(Data excerpted from a collection)
╔══
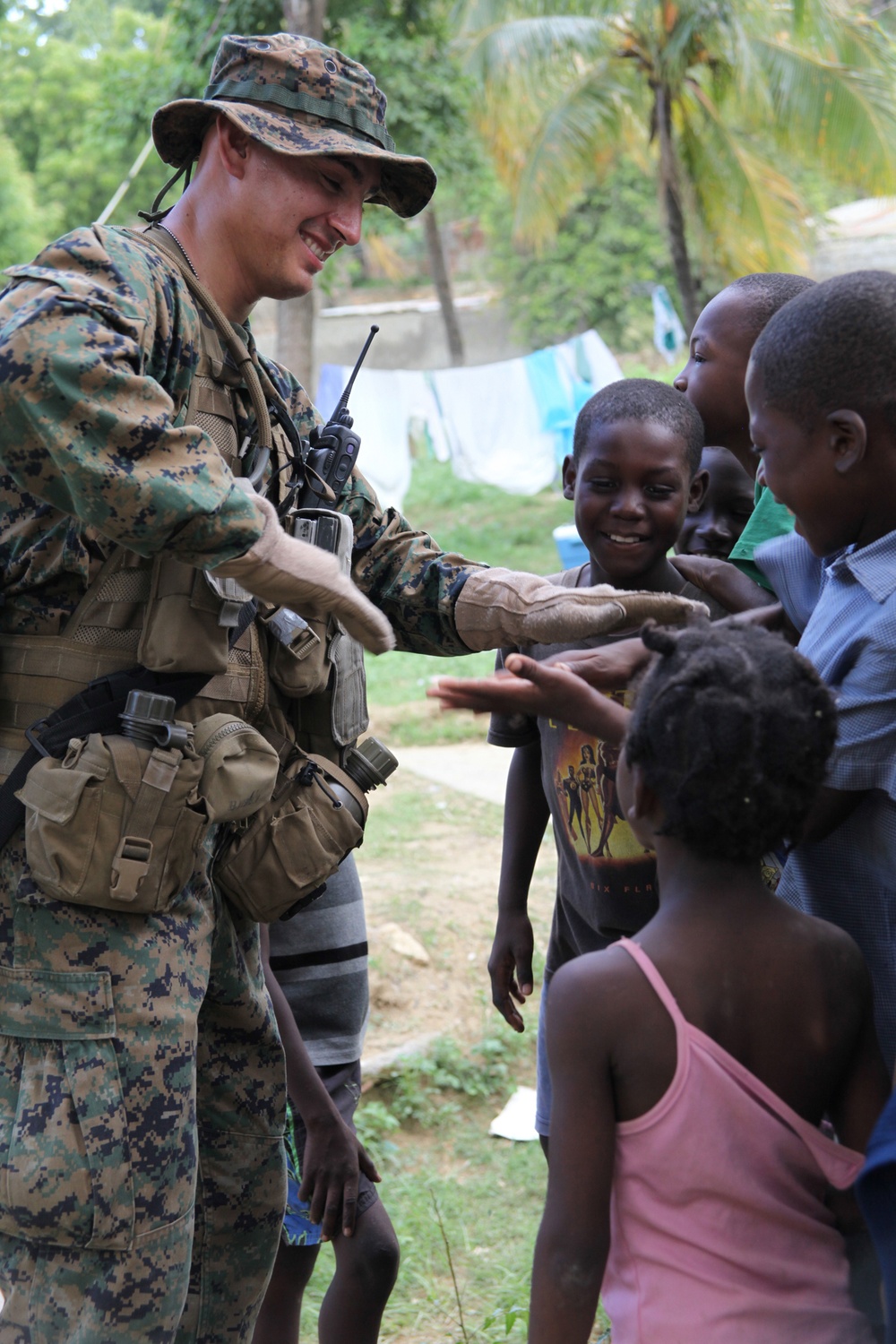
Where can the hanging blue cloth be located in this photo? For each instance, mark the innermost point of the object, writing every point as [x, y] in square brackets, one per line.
[559, 394]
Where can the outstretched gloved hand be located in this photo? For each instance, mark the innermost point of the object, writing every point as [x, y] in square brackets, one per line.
[504, 607]
[287, 572]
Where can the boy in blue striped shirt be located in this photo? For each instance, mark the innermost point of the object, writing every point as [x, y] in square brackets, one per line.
[821, 390]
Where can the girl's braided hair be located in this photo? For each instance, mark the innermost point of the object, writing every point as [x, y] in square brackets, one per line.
[731, 728]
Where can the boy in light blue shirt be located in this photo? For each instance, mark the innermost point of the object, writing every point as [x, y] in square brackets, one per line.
[821, 390]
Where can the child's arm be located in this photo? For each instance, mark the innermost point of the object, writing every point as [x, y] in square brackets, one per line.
[724, 581]
[573, 1239]
[525, 816]
[538, 688]
[864, 1090]
[332, 1152]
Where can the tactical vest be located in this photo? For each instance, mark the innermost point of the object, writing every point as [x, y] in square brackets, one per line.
[172, 617]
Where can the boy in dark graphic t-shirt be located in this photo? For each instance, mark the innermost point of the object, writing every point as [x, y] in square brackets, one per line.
[634, 475]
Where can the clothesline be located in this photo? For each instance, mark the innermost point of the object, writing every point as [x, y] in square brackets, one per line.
[506, 424]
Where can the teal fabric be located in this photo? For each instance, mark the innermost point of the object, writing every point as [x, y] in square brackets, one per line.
[769, 519]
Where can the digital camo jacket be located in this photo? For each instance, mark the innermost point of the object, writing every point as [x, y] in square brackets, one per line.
[99, 339]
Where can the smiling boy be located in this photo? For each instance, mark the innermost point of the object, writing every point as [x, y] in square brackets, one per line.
[726, 510]
[713, 379]
[633, 476]
[821, 390]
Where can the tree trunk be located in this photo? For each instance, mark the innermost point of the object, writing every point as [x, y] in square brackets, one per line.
[296, 317]
[443, 281]
[670, 198]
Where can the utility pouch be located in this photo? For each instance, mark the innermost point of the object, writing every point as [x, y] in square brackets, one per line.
[188, 618]
[295, 843]
[115, 824]
[239, 768]
[298, 663]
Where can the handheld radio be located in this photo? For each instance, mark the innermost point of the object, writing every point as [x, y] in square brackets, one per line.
[332, 451]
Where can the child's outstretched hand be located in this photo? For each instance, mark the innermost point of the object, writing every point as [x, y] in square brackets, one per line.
[536, 688]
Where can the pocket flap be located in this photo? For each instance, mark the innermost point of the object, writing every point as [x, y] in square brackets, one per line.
[56, 1004]
[54, 792]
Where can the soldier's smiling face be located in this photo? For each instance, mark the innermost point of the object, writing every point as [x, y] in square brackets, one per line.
[298, 210]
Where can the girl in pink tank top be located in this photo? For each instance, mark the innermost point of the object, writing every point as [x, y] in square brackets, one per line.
[689, 1180]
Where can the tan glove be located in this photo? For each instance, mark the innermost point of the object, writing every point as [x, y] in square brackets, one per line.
[504, 607]
[287, 572]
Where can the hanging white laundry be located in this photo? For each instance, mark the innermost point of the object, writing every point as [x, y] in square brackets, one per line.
[383, 403]
[493, 426]
[485, 418]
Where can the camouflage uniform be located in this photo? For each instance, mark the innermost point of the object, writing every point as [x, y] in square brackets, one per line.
[142, 1082]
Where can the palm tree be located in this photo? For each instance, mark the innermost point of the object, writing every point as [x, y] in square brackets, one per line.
[716, 96]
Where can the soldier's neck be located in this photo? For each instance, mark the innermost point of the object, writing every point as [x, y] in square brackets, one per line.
[206, 241]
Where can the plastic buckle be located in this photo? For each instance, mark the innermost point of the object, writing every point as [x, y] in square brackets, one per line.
[129, 867]
[31, 736]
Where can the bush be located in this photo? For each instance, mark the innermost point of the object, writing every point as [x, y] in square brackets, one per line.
[598, 271]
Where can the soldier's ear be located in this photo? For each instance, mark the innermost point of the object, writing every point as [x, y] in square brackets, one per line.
[233, 147]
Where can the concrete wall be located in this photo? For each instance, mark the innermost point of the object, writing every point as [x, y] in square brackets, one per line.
[411, 333]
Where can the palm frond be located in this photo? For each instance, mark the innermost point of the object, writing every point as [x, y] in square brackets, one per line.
[750, 209]
[522, 46]
[568, 150]
[847, 117]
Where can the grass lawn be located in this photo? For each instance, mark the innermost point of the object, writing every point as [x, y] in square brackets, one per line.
[429, 862]
[487, 1195]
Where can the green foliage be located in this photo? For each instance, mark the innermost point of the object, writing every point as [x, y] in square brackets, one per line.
[430, 1089]
[78, 93]
[482, 521]
[24, 228]
[374, 1121]
[720, 97]
[490, 1195]
[506, 1317]
[597, 271]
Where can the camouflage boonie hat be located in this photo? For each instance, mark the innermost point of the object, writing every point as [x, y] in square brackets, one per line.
[298, 97]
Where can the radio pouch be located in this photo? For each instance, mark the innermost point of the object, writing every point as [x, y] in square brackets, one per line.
[295, 843]
[190, 617]
[115, 824]
[298, 660]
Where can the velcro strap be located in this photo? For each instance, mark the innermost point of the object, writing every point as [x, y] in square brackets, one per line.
[134, 857]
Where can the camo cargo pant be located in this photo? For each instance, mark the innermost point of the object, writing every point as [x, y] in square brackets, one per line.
[142, 1113]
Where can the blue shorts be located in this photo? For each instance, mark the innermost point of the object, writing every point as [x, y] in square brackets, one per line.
[344, 1085]
[541, 1073]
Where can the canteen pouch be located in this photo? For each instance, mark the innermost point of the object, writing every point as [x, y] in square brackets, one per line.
[295, 843]
[115, 824]
[298, 663]
[239, 768]
[188, 618]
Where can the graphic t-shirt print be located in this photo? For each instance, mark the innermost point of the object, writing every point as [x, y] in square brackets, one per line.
[607, 870]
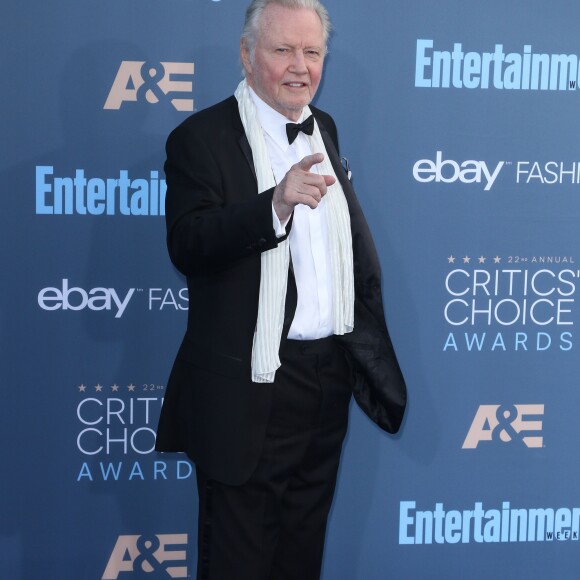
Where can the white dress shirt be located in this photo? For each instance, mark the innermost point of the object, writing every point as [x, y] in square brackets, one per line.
[308, 236]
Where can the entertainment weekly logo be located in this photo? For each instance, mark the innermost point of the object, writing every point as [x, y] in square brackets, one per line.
[509, 303]
[483, 175]
[85, 194]
[485, 524]
[524, 69]
[115, 435]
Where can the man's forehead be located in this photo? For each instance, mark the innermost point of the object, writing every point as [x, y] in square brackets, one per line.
[291, 25]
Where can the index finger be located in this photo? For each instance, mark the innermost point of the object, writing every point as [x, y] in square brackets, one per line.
[307, 162]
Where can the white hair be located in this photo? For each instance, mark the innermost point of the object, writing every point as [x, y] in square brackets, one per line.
[256, 9]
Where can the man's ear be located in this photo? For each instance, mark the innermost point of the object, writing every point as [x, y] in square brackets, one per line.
[245, 57]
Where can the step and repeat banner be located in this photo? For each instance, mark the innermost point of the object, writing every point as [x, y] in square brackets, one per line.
[460, 123]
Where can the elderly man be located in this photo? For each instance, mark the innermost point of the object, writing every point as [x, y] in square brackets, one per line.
[285, 309]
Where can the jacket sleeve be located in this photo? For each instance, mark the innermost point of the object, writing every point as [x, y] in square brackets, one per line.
[210, 222]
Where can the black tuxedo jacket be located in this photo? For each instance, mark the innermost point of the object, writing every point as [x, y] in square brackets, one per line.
[217, 227]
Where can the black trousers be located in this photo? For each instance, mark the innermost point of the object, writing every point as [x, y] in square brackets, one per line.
[273, 526]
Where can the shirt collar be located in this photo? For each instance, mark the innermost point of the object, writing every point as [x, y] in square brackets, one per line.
[272, 122]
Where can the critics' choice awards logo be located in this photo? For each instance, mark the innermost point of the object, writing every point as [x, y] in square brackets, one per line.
[157, 556]
[454, 67]
[140, 81]
[115, 436]
[516, 303]
[517, 424]
[67, 297]
[484, 174]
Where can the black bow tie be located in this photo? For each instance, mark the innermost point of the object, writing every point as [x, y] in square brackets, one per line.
[292, 129]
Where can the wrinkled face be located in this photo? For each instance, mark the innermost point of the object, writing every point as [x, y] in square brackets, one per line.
[286, 67]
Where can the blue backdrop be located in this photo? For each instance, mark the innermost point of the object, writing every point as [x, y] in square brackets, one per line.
[460, 122]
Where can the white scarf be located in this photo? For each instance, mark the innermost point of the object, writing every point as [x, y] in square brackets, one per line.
[275, 262]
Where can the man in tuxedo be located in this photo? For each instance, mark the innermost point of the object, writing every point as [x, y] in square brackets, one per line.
[285, 308]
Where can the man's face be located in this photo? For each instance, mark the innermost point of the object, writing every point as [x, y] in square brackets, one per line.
[288, 59]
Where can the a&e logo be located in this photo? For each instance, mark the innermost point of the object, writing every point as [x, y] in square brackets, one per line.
[518, 424]
[138, 80]
[161, 555]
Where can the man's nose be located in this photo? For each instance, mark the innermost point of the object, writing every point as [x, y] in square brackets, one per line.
[298, 62]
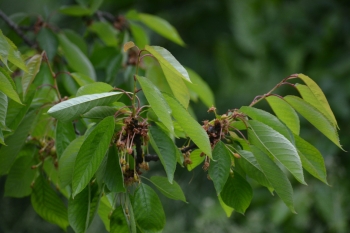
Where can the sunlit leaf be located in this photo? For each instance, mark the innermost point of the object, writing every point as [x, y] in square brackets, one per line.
[237, 193]
[73, 108]
[162, 27]
[47, 204]
[315, 117]
[285, 113]
[278, 146]
[91, 154]
[219, 169]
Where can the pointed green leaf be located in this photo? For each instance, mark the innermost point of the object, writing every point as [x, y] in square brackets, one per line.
[91, 154]
[21, 174]
[237, 193]
[219, 169]
[65, 134]
[278, 146]
[196, 159]
[191, 127]
[81, 79]
[67, 160]
[275, 176]
[268, 119]
[94, 88]
[14, 144]
[177, 85]
[311, 159]
[157, 102]
[162, 27]
[33, 66]
[165, 149]
[315, 117]
[118, 221]
[228, 210]
[81, 209]
[7, 88]
[76, 58]
[148, 209]
[165, 58]
[47, 204]
[73, 108]
[201, 88]
[317, 92]
[172, 191]
[113, 176]
[285, 113]
[252, 168]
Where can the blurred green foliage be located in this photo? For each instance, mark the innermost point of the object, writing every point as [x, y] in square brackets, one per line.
[241, 48]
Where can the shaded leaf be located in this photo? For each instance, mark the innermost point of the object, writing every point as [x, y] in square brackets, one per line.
[315, 117]
[91, 154]
[73, 108]
[237, 193]
[148, 209]
[47, 204]
[191, 127]
[285, 113]
[162, 27]
[219, 169]
[172, 191]
[278, 146]
[165, 149]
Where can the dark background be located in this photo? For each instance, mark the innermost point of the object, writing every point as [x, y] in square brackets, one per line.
[242, 49]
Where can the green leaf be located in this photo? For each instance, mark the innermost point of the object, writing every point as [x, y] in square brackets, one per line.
[113, 176]
[148, 209]
[67, 160]
[73, 108]
[315, 117]
[162, 27]
[219, 169]
[47, 204]
[48, 42]
[278, 146]
[139, 35]
[65, 134]
[196, 159]
[311, 159]
[106, 32]
[275, 176]
[76, 58]
[91, 154]
[157, 102]
[177, 86]
[268, 119]
[166, 59]
[81, 209]
[82, 79]
[118, 221]
[172, 191]
[201, 88]
[252, 168]
[165, 149]
[228, 210]
[7, 88]
[237, 193]
[285, 113]
[14, 144]
[21, 175]
[94, 88]
[323, 104]
[191, 127]
[75, 10]
[3, 111]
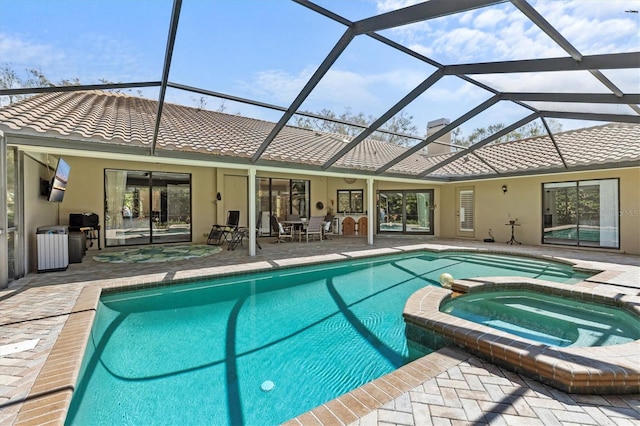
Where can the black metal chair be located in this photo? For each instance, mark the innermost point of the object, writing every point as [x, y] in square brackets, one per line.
[282, 232]
[221, 233]
[239, 234]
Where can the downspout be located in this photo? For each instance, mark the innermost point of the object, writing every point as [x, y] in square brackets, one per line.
[370, 211]
[252, 211]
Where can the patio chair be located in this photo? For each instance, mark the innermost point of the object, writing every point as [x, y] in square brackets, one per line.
[363, 223]
[314, 227]
[239, 234]
[221, 233]
[281, 231]
[348, 226]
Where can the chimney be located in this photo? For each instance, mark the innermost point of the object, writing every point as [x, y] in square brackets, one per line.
[434, 148]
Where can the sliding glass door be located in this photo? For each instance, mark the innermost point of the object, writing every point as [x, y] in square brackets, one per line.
╚══
:: Exercise goal ::
Recast everything from the line containing "Where can the patio" down to the end of the data as a Markdown table with the columns Row and Line. Number each row and omit any blank lines.

:: Task response ::
| Row | Line |
|---|---|
| 1 | Where can the patio chair be located in this photo? For each instance, mark the innermost point of the object, writing every point as [x, y] in square brackets, one per line. |
| 2 | [363, 223] |
| 3 | [314, 227] |
| 4 | [239, 234] |
| 5 | [221, 233] |
| 6 | [281, 231] |
| 7 | [348, 226] |
| 8 | Where can the chimney be located in this photo? For each instance, mark the innermost point of the object, writing every point as [x, y] in square brackets, one per line. |
| 9 | [434, 148] |
| 10 | Where can the sliding glass door be located in this photo? For each instance, mark the innermost point of the object, writing every point as [x, y] in square brackets, one per line. |